| Aim of the exercise |
Reproduce the listing below from its first line through the line containing "(800, 368), (846, 400)", inclusive. Leave every request and its format sample unchanged, but multiply each coordinate in the answers by 2.35 and round the result to the nearest whole number, with halves rounded up.

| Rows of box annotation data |
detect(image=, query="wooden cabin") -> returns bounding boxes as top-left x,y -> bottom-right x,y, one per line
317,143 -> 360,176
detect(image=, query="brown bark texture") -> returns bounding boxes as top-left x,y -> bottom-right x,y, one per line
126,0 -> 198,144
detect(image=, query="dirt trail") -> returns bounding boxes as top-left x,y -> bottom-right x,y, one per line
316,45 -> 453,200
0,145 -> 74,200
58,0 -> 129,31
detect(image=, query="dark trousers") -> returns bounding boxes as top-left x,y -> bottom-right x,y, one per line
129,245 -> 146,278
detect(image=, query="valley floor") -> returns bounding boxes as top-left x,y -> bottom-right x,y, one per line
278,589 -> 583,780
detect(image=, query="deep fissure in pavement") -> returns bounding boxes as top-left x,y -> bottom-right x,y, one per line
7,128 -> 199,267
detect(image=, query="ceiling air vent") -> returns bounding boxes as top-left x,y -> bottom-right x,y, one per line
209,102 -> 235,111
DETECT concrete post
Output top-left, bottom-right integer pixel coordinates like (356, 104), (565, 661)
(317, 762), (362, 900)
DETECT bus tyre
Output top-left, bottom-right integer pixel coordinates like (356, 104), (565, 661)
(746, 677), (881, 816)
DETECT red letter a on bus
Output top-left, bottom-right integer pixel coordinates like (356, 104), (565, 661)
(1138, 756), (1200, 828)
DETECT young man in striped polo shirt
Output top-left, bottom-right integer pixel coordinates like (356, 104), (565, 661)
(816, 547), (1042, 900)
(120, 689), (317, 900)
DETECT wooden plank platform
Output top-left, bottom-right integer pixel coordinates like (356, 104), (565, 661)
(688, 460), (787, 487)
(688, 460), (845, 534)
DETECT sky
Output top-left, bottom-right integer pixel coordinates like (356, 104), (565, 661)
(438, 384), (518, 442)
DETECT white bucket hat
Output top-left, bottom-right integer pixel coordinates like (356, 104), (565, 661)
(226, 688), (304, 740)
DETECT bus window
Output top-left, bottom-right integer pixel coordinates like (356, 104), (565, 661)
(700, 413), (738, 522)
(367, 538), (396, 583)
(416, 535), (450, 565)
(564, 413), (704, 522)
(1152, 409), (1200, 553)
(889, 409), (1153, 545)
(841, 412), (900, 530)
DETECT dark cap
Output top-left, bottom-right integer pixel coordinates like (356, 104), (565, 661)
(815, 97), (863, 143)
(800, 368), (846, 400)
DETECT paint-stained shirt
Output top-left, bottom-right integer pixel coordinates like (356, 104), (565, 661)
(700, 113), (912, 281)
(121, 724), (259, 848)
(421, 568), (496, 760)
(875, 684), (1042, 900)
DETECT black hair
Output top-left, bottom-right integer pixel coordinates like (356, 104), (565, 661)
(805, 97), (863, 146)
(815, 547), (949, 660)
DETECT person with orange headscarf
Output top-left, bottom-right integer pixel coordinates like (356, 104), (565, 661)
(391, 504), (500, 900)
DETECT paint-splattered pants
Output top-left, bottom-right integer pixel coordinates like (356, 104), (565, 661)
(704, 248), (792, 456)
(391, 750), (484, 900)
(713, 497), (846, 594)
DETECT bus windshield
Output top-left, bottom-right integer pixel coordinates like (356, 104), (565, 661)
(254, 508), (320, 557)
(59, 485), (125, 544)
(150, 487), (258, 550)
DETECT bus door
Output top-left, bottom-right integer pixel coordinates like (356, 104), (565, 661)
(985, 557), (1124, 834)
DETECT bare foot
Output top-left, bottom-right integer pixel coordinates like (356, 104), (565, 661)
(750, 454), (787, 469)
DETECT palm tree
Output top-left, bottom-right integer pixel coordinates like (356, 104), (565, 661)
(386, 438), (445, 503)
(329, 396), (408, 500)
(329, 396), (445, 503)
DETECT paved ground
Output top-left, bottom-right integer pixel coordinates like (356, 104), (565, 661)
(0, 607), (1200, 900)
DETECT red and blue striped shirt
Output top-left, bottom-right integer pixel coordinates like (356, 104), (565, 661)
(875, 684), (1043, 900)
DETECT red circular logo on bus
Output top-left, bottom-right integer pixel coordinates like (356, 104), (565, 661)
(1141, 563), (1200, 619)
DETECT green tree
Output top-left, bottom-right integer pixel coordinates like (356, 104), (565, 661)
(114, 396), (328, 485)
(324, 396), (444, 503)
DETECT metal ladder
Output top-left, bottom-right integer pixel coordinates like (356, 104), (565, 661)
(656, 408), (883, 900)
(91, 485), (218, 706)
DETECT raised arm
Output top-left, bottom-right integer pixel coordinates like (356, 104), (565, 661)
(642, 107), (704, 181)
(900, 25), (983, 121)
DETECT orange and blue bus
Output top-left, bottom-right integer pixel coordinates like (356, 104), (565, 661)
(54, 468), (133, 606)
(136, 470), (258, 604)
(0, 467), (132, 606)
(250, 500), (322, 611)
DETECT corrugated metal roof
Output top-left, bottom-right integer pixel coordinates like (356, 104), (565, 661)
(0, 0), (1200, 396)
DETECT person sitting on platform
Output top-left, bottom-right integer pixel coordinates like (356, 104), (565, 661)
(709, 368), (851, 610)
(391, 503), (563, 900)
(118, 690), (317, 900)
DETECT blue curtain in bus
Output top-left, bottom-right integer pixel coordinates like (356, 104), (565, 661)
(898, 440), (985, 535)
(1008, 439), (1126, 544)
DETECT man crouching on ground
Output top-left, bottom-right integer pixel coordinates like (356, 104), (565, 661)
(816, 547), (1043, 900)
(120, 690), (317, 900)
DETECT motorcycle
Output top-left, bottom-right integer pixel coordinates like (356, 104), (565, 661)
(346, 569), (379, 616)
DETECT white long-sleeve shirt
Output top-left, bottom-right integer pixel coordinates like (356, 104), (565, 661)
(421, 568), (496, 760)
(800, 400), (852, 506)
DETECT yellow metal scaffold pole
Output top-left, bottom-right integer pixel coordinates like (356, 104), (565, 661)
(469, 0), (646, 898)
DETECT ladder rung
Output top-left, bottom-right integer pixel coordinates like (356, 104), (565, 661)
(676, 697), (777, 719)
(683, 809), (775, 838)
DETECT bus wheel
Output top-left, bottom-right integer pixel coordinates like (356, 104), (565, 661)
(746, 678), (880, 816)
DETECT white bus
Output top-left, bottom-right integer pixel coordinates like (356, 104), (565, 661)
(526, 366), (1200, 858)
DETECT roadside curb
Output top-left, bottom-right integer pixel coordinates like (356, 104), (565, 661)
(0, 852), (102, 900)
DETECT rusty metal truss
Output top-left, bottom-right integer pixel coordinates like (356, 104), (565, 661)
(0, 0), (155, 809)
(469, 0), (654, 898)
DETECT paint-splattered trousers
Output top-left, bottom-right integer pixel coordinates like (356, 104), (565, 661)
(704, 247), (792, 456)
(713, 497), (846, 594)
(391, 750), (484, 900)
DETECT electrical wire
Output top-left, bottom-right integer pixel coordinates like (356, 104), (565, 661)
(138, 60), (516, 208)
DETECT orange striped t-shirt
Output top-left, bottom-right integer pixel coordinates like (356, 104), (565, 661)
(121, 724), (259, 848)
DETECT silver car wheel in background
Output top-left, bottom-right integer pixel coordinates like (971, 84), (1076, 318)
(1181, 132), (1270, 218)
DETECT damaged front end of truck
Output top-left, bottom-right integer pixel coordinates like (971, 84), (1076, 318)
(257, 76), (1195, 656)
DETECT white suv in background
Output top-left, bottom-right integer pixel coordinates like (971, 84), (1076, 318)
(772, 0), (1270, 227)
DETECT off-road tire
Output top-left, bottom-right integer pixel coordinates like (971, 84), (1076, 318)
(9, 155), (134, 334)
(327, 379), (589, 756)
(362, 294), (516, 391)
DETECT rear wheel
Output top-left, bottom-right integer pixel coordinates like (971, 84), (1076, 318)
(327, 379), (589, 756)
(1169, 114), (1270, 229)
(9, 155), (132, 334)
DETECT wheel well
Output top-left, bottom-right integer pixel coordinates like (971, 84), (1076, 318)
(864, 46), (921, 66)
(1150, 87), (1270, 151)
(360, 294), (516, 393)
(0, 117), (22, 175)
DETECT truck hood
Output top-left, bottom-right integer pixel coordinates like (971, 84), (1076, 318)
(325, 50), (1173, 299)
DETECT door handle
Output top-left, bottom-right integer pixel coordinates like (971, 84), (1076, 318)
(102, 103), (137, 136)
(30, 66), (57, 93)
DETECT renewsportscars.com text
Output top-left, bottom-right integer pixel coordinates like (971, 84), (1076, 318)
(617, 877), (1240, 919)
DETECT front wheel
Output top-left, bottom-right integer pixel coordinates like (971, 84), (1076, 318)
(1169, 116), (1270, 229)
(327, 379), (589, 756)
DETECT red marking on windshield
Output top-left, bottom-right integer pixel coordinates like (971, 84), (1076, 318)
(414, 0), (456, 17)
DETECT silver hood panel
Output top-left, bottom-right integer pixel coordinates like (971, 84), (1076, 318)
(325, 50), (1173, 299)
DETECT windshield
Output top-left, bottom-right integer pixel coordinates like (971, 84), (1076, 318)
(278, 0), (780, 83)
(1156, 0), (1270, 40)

| Task solution |
detect(image=, query="wooden cabin") -> returns bounding boxes as top-left x,y -> bottom-right x,y, one per line
745,336 -> 846,414
detect(image=, query="brown bark texture") -> returns bounding boxes as top-left x,y -> bottom-right x,y, one per line
296,0 -> 465,338
detect(image=, query="dirt trail") -> returns bounding boxes as top-left x,y -> bottom-right x,y, one per line
743,106 -> 1065,470
0,341 -> 174,470
136,0 -> 303,73
detect(image=, query="dark trousers") -> returns bounding boxes as top-left x,y -> bottom-right x,y, one per line
303,576 -> 343,653
detect(image=, query="valley floor") -> returns bounding boxes as top-left x,y -> bottom-right x,y, one per line
653,1384 -> 1370,1833
detect(image=, query="deep fissure in pavement") -> returns bounding boxes as top-left x,y -> bottom-right x,y, one per line
16,301 -> 468,627
detect(image=, query="ceiling air vent") -> returns bounding boxes as top-left x,y -> bottom-right x,y, one per line
491,240 -> 552,261
DETECT concrete post
Output top-left, bottom-right integer pixel coordinates like (356, 104), (565, 661)
(745, 1791), (851, 2115)
DETECT bus tyre
Output top-left, bottom-right integer pixel coordinates like (356, 104), (565, 661)
(1753, 1591), (2070, 1918)
DETECT red letter a on bus
Output top-left, bottom-right integer pixel coordinates like (356, 104), (565, 661)
(2674, 1777), (2820, 1946)
DETECT young man in striped polo shirt
Output top-left, bottom-right integer pixel coordinates like (356, 104), (565, 661)
(1918, 1285), (2449, 2115)
(282, 1619), (745, 2115)
DETECT wooden plank platform
Output top-left, bottom-right integer pixel coordinates like (356, 104), (565, 661)
(1617, 1081), (1849, 1144)
(1617, 1081), (1986, 1255)
DETECT sky
Output top-left, bottom-right integer pixel coordinates like (356, 104), (565, 661)
(1029, 902), (1217, 1039)
DETECT white bucket hat
Output top-left, bottom-right integer pixel coordinates like (356, 104), (565, 661)
(531, 1617), (714, 1739)
DETECT bus window
Output top-left, bottom-right integer pixel coordinates like (356, 104), (565, 661)
(1645, 971), (1734, 1227)
(862, 1264), (931, 1370)
(978, 1257), (1058, 1328)
(1325, 971), (1654, 1227)
(2707, 961), (2820, 1300)
(2089, 961), (2710, 1281)
(1976, 968), (2115, 1246)
DETECT dark cap
Output top-left, bottom-right integer pixel coordinates like (356, 104), (565, 661)
(1915, 228), (2028, 336)
(1880, 865), (1988, 940)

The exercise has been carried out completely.